Tasks and exercises
1 - In the globalization course outline, why does the course cover themes such as Civic Life and Work and the Economy? Answer in one to three sentences.
2 - Pick up the globalization course outline after its last line and carry it on.

LSO440 - Globalization in the 20th Century and Beyond

Outline info
Last revision date 2018-07-20 13:54:50.051
Last review date 2018-07-20 13:55:18.492

Subject Title
Globalization in the 20th Century and Beyond

Subject Description
The 20th century has experienced great social upheaval and transformation. We fought two world wars, saw the rise and fall of the Soviet communist regime, and witnessed the formal dismantling of European empires. We experienced dramatic technological change and the ascendancy of corporate capitalism as the primary global economic model. We have also witnessed unprecedented economic disparities and ecological hazards from air, water and soil pollution to global climate change. The 21st century promises to see these trends accelerate and intensify.

This course focuses on the examination of contemporary patterns of globalization in all its forms. It has been explicitly designed to address the following themes which are core elements of  "general education" in the Ontario college system. Throughout the course, in class, in readings and in written assignments, students will have the opportunity to explore topics in:

  • Arts and Society (e.g., the arts and popular culture as they reflect the diversity of cultural patterns and the influence of international communications on local traditions);
  • Civic Life (e.g., by understanding political systems and trends within systems with respect to the exercise of political power and the qualities of citizenship needed to respond to it);
  • Social and Cultural Understanding (e.g., by analyzing the effects of political economy and ideology on individual and collective behaviour and considering both centrifugal and centripetal forces as they apply to countries and regions);
  • Personal Understanding (e.g., by exploring the ways in which globalization, external cultural influences and questions of identity affect citizens in an increasingly integrated world);
  • Science and Technology (e.g., by explaining the impact and the limits of rationalism and empiricism and the practical effects of science and technology on our society and of technology as an autonomous and determining cultural force);
  • Work and the Economy (e.g., by learning how the mode, means and relations of production and distribution of goods and services help determine social formations, ideology and personal beliefs and behaviour).

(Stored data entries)
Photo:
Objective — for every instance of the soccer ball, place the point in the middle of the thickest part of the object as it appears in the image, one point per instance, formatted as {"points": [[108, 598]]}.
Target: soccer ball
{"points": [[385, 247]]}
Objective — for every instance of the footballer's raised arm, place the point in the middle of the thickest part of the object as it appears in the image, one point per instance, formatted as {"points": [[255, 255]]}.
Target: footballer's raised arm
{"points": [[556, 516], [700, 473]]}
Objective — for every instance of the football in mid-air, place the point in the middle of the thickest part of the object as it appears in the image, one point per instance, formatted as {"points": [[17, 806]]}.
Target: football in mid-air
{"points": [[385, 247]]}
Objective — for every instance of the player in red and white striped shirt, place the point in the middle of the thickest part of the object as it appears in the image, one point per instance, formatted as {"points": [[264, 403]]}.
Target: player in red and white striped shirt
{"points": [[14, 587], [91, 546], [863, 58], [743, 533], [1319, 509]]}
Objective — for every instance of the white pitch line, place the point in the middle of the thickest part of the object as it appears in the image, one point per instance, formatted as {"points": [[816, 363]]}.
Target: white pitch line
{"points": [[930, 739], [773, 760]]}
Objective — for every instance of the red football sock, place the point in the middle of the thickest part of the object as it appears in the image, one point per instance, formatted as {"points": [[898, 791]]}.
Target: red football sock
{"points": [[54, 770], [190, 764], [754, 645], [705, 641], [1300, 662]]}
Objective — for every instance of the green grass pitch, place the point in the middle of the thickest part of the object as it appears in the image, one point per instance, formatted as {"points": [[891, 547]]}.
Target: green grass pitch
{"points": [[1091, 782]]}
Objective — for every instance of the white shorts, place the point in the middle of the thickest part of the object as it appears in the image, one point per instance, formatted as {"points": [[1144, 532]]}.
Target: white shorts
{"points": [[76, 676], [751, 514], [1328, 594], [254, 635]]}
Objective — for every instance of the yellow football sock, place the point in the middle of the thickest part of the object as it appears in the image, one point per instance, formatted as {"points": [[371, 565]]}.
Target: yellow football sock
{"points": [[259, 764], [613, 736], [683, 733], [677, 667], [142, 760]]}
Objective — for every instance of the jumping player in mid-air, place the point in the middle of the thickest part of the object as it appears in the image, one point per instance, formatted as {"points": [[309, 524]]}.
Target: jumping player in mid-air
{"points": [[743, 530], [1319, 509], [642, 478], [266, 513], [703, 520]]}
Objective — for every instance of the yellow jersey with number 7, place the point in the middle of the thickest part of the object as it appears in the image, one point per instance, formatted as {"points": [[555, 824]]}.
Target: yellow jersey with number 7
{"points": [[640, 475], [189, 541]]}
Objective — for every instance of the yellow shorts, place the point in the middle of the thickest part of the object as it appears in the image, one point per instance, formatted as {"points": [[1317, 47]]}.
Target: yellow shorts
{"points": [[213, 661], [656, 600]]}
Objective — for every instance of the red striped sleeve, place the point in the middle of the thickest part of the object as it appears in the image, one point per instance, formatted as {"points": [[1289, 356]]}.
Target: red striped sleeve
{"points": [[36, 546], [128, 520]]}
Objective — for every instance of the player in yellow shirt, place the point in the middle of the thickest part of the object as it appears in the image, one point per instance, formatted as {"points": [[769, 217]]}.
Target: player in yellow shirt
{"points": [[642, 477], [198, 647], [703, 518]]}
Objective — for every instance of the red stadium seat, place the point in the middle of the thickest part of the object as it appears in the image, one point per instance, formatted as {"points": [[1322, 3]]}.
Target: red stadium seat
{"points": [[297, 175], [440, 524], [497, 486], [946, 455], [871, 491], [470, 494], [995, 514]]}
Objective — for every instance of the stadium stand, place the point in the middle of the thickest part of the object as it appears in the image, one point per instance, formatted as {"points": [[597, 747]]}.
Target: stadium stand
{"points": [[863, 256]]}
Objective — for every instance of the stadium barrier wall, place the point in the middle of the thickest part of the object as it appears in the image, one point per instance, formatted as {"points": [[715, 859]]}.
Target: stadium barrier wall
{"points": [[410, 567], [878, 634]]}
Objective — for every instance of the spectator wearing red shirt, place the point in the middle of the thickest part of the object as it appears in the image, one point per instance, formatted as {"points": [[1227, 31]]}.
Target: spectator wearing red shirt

Responses to the exercise
1 - The course was explicitly designed to address these themes because they are core elements of "general education" in the Ontario college system. Students therefore explore them in class, in readings and in written assignments.

2 -
Credit Status
One upper level Liberal Studies Option (LSO) for Seneca degree students.

Learning Outcomes
Upon successful completion of this subject the student will be able to:

  1. Discuss the historical context of the tensions among multinational organizations (e.g., World Bank, World Trade Organization, United Nations), individual nation-states, multinational enterprises and market-driven mechanisms in the global economy.
  2. Analyze how forces of globalization are simultaneously bringing regions, nations and communities together (convergence) and creating political, economic, and social rifts in the international community.
  3. Explain how the inequity of benefits in today’s global economy threatens the stability of the system as a whole.
  4. Integrate research and analytical skills to gain critical understanding of the subject matter.
  5. Respond to written assignments in a coherent manner, using proper mechanics and the essay form.
  6. Demonstrate through written assignments an understanding of the central concepts in the course and course texts.

Essential Employability Skills
Communicate clearly, concisely and correctly in the written, spoken and visual form that fulfils the purpose and meets the needs of the audience.

Respond to written, spoken, or visual messages in a manner that ensures effective communication.

Apply a systematic approach to solve problems.

Use a variety of thinking skills to anticipate and solve problems.

Locate, select, organize, and document information using appropriate technology and information systems.

Analyze, evaluate, and apply relevant information from a variety of sources.

Show respect for diverse opinions, values, belief systems, and contributions of others.

Interact with others in groups or teams in ways that contribute to effective working relationships and the achievement of goals.

Manage the use of time and other resources to complete projects.

Take responsibility for one's own actions, decisions, and consequences.

Cheating and Plagiarism
Each student should be aware of the College's policy regarding Cheating and Plagiarism. Seneca's Academic Policy will be strictly enforced.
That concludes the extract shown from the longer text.